* _ЧТО НУЖНО СДЕЛАТЬ_
1. Перепишите дословно часть фрагмента о судостроении: начните с места, где стоят слова «Так что санкции», и остановитесь после слов «начато серийное производство.».
2. С какого года, согласно фрагменту о судостроении, в судостроительную науку начали поступать деньги в рамках целевой программы?
3. Допишите продолжение фрагмента о судостроении, начав сразу после его последнего предложения.

━━━━━ ТЕКСТ ДЛЯ ЧТЕНИЯ ━━━━━

Всерьёз ориентироваться на экспорт гражданских судов и замахиваться на повышение российской доли в объёме мирового судостроения, по-моему, не актуально. Нужно продолжать усиливать те компетенции, которые у нас есть: ледоколы, НИСы, технический флот, арктическая морская техника. А если говорить об экспорте продукции судостроения, то это же не обязательно конечная продукция: нужно предлагать научные исследования, проектные разработки. Это может быть вполне успешным бизнесом, направленным на постепенное внедрение на рынки высокотехнологичной морской техники.
– Арктика, конечно, – наше всё. Но и вся добыча там идёт на чужом оборудовании и программном обеспечении…
– Вы не правы! Уже не вся. С 2009 года в рамках целевой программы в судостроительную науку пошли деньги. Были реализованы НИР и ОКР практически по всей номенклатуре гражданского флота и значительной части «критического» комплектующего оборудования. Были разработаны концептуальные проекты, по некоторым типам судов – в объёме эскизного проекта и даже технического проекта. Но главное, что это поддержало людей в НИИ и КБ, дало возможность принимать молодых специалистов и передавать им опыт в практических работах.
Так что санкции «упали» на подготовленную почву. Благодаря им, вполне серьёзно говорю, был реализован целый комплекс работ в обеспечение потребностей российских нефтегазовых компаний, работающих на шельфе. Во-первых, это работы по созданию различного геофизического оборудования. Значительная часть его – «расходники». Выработали ресурс – нового на Западе уже не купить. Но благодаря проделанной работе уже есть свои разработки, начато серийное производство.

━━━━━ СОДЕРЖИМОЕ НАБОРА ДАННЫХ ━━━━━

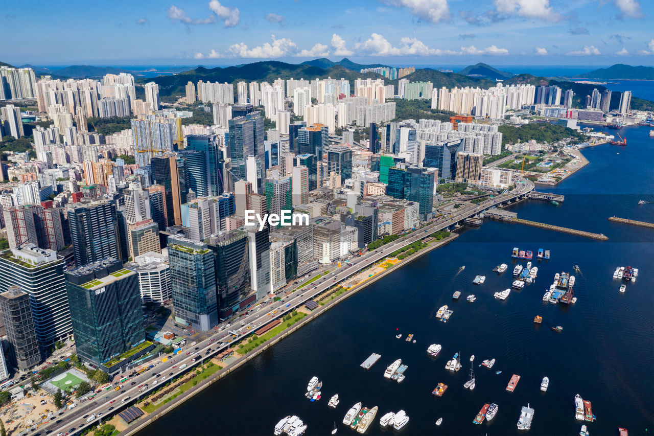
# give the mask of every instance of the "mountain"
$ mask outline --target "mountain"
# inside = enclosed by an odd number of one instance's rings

━━━━━

* _ОТВЕТЫ_
1.
Так что санкции «упали» на подготовленную почву. Благодаря им, вполне серьёзно говорю, был реализован целый комплекс работ в обеспечение потребностей российских нефтегазовых компаний, работающих на шельфе. Во-первых, это работы по созданию различного геофизического оборудования. Значительная часть его – «расходники». Выработали ресурс – нового на Западе уже не купить. Но благодаря проделанной работе уже есть свои разработки, начато серийное производство.

2. С 2009 года.

3.
Второе: создание оборудования для систем подводной добычи на шельфе. Всего несколько известных брендов в мире специализируются на создании элементов подводных добычных комплексов. Зарубежный комплекс смонтирован на Киринском месторождении на шельфе Сахалина. Санкционные ограничения поставили под угрозу планы поддержания и развития промысла на этом месторождении, а также обустройство новых месторождений, на которых предусмотрено использование технологий подводной добычи. В ходе реализации ОКР, завершившихся в 2019 году, были выявлены многие технологические сложности и проблемы разработки и изготовления такого оборудования. Сейчас сложный этап перехода от опытных образцов оборудования к промышленным. Но созданные (пока под зарубежные стандарты) технологии – уже «прорывные» для нашей промышленности. В ходе разработок рождаются и альтернативные технические решения, которые могут стать «прорывными» и на международном уровне. По некоторым направлениям такие возможности, безусловно, просматриваются.
Третье направление работ для ТЭК – создание бурового оборудования и добычного оборудования для морских платформ, работающих по «надводным» технологиям. Пока это направление «тормозится» сложностью и неоднозначностью ситуации на мировом рынке углеводородов: возможно, многие перспективные проекты на шельфе будут сдвигаться вправо.
В любом случае понятно, что требуется государственное финансирование работ по разработке нового оборудования, никогда не создававшегося в нашей стране, выводу промышленности на новый технологический уровень. Но из-за финансовых проблем страны по каким-то направлениям развития морских технологий придётся находиться в роли «догоняющих».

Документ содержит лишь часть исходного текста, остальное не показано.